• **TASK INSTRUCTIONS**: Reproduce each of the rows below word for word, keeping every number and comma in place.

++++ RECORDED DATA ++++

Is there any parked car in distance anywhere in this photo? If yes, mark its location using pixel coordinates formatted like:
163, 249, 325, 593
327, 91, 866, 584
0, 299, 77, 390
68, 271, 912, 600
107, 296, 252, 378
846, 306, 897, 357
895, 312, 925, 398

++++

• **FULL SOLUTION**:
Is there any parked car in distance anywhere in this photo? If yes, mark its location using pixel coordinates formatted like:
163, 249, 325, 593
327, 91, 866, 584
0, 299, 77, 390
68, 271, 912, 600
107, 296, 252, 378
846, 306, 897, 357
895, 312, 925, 398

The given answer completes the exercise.